Student learning needs are changing. Educational systems and curricula should adapt accordingly to these new needs in order to contribute successfully to teaching methods. The time spent in classroom seems insufficient, thus creating usually a negative impact οn the lesson quality and mainly, on the active participation of students. Therefore, new educational techniques and blended learning methods are increasingly being adopted. These techniques combine conventional teaching with distant learning procedures through different means, technologies and educational material, in order to obtain better learning outcomes.


The “Flipped Classroom” Model

The Flipped Classroomis an educational approach, “which aims to take the lesson (usually, the monologue of the teacher) out of the classroom (mainly, through video projection), so that the teaching time in class could be spent in interactive activities with a specific learning content to promote the active engagement of students”.



According to this approach, learning takes place at home through videoconferences or other educational material while homework takes place in classroom where teachers and students discuss and answer questions. New technologies are used in teaching inside and outside the classroom together with distance learning between educators and students, and between students themselves, transforming education into a kind of mixed education. The social environment and the interaction with it (Vigotsky) affect the way each student understands the surrounding world. The main elements of the learning cycle are experience and action (Kolb), which are promoted by the flipped classroom because students assume a pathetic role when they return home and classroom activities are transformed into occasions of action and educational experience.



Bloom’s Taxonomy in a Flipped Classroom (from site: https://www.odysseyware.com/blog/using-classpace-flipped-classroom)

Baker is considered to be the initial proposer and founder of the Flipped Classroom Model. However, this model was promoted to all levels of education –even to the first ones- thanks to the contribution of professors Bergmann and Sams, who, in 2008, were recording and uploading videos of their courses in the Internet for their absent students. This practice became so popular that they were obliged to review their educational approach in class (Berrett, 2012, FLΝ, 2014 (https://fliplearning.com/).


The main features of the “Flipped Classroom”

◆ **REQUIRED WORK**:
Answer these questions using the flipped classroom text:
1. Who is considered the initial proposer and founder of the Flipped Classroom Model?
2. In what year were Bergmann and Sams recording and uploading videos of their courses for absent students?
3. What does the text name as the main elements of the learning cycle according to Kolb?
The records are separate material with no connection to the text.

◆ **EXCERPTED DATA**:
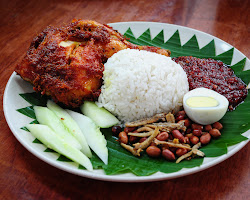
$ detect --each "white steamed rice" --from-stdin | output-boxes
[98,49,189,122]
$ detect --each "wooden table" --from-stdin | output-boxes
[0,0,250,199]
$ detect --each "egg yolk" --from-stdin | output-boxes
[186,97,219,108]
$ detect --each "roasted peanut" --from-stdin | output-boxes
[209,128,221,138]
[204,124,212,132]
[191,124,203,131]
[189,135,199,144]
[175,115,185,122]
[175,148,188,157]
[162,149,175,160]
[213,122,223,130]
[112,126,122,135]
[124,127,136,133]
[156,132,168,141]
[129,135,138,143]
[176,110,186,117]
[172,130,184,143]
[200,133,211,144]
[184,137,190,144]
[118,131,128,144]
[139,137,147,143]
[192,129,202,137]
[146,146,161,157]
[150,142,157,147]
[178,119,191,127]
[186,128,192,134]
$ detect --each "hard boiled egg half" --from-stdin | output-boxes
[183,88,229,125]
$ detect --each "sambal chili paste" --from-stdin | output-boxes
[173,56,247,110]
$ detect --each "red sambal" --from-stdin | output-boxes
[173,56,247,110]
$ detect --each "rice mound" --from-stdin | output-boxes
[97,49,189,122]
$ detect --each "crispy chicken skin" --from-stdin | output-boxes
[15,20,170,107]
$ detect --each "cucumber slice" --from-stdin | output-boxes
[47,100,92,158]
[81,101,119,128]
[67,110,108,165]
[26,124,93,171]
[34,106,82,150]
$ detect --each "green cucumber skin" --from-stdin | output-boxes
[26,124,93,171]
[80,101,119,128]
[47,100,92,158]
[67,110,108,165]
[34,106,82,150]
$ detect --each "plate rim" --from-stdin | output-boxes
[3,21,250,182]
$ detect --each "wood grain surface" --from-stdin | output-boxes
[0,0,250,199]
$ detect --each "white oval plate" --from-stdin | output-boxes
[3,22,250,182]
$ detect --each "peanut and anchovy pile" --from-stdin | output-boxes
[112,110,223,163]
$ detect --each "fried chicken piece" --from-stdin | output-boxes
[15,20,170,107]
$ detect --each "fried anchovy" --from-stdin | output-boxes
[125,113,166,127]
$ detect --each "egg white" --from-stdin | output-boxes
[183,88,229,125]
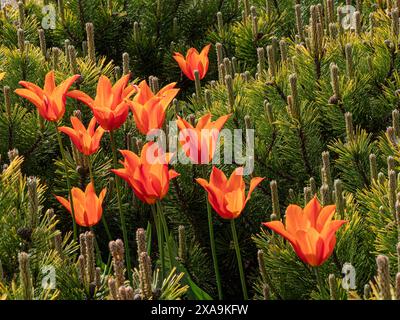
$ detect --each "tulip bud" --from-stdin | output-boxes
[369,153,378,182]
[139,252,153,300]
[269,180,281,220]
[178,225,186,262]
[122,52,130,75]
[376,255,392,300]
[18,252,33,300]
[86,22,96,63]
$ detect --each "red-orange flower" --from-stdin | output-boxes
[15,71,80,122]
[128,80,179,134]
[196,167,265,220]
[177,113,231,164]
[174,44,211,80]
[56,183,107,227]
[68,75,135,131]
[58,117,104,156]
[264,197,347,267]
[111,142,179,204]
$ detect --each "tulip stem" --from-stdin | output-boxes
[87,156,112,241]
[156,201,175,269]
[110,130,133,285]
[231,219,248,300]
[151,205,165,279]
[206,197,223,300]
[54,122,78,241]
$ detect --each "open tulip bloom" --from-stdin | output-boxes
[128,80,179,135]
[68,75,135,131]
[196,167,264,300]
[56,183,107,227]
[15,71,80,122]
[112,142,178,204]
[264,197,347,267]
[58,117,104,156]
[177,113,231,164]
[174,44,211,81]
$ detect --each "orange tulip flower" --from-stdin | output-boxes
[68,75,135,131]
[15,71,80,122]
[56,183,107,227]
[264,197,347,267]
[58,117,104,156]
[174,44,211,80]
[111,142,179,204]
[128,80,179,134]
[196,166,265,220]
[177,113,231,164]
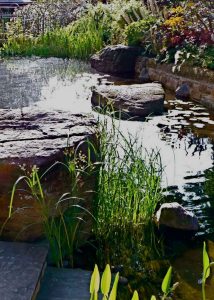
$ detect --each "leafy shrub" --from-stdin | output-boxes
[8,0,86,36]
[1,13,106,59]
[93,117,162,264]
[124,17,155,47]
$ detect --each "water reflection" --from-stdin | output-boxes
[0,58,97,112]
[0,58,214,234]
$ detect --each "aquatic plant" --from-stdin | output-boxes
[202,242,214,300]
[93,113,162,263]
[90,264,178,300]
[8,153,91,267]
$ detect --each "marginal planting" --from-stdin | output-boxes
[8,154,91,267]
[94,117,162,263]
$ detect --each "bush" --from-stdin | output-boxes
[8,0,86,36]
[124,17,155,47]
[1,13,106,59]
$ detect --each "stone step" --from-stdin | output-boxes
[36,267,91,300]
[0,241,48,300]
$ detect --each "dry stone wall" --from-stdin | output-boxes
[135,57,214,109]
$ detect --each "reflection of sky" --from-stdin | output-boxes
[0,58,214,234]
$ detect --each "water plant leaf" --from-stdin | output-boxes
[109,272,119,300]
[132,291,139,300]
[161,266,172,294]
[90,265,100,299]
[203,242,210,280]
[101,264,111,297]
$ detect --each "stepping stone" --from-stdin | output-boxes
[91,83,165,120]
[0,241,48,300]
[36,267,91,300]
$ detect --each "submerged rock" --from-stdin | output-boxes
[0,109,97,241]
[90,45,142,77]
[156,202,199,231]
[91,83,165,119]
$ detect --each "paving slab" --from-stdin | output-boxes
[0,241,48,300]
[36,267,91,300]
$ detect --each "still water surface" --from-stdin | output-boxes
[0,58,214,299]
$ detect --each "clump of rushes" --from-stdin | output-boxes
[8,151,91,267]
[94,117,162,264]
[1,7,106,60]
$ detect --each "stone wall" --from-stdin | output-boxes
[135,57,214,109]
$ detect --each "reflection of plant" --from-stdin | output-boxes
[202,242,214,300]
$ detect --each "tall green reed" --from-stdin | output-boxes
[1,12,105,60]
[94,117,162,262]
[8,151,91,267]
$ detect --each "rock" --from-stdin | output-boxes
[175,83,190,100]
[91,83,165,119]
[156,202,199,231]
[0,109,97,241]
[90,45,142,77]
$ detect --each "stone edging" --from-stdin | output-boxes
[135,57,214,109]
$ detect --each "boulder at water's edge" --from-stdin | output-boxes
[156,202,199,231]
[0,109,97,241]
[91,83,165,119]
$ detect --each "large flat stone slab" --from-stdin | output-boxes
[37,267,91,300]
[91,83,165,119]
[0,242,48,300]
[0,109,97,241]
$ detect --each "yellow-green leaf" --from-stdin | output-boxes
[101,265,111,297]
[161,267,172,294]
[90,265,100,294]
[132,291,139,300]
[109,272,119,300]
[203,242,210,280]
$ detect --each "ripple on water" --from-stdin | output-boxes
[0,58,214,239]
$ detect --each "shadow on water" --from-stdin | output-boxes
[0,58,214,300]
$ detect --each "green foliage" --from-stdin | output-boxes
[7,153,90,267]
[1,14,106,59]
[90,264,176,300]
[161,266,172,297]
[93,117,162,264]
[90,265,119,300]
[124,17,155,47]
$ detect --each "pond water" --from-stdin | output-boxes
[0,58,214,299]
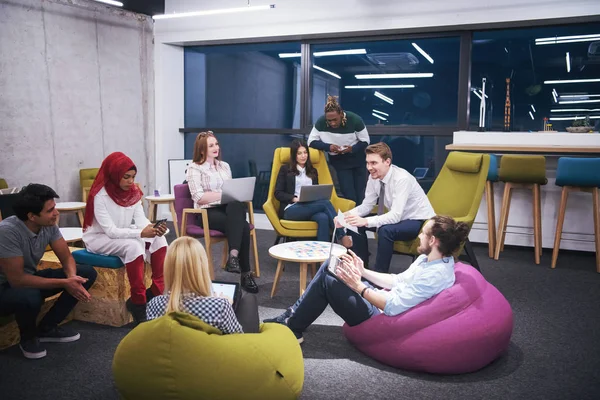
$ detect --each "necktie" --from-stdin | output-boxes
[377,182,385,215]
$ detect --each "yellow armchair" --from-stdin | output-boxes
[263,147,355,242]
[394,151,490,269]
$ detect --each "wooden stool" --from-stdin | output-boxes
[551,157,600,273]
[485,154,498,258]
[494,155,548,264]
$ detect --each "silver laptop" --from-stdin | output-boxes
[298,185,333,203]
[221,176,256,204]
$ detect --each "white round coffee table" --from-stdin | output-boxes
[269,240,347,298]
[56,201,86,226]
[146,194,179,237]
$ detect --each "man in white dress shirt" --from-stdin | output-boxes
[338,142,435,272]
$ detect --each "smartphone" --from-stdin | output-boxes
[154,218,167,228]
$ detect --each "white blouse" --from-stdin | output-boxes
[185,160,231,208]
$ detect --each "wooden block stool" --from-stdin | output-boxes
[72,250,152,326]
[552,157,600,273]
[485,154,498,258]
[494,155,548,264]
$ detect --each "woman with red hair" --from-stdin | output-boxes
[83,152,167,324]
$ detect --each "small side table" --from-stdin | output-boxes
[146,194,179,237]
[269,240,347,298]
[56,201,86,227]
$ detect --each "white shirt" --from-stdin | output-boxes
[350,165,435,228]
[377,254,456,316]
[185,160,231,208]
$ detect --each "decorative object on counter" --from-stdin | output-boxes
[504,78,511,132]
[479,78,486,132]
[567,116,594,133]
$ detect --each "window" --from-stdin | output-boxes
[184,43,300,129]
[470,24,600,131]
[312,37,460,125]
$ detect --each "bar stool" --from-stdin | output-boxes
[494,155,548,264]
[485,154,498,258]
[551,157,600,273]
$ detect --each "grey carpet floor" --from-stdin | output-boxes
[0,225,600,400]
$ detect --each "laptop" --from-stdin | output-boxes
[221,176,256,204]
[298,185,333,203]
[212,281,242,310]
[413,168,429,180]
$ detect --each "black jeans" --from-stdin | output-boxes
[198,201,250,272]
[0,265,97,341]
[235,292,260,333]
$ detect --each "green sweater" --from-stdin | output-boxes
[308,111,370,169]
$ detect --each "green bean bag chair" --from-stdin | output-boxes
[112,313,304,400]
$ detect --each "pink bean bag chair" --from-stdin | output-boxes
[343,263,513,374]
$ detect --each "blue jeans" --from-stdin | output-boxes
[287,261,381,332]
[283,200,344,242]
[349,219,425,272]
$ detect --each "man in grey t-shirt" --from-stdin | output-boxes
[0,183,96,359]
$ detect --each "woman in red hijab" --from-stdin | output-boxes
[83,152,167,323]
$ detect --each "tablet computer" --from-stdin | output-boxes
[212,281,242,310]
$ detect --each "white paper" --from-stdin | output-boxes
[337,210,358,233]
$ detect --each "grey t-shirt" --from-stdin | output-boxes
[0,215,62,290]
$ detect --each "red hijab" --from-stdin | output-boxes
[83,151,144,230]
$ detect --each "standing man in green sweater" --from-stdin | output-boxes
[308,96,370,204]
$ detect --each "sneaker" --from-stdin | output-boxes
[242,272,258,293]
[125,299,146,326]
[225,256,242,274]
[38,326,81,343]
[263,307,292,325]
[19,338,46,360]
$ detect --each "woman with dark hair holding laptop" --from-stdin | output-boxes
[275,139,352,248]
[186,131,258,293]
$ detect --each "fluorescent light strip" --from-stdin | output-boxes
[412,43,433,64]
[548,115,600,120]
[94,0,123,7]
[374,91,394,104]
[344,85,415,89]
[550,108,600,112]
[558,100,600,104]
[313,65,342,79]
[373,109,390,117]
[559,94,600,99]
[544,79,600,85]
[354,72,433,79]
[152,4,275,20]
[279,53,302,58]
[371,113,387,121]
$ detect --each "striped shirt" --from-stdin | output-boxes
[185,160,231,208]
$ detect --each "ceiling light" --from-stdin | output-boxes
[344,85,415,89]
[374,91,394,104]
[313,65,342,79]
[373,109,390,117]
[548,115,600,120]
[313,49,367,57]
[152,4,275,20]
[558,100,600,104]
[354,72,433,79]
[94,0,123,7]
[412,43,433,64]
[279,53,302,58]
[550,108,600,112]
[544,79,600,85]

◆ **RESULT BELOW**:
1. Baker
2. 2008
3. Experience and action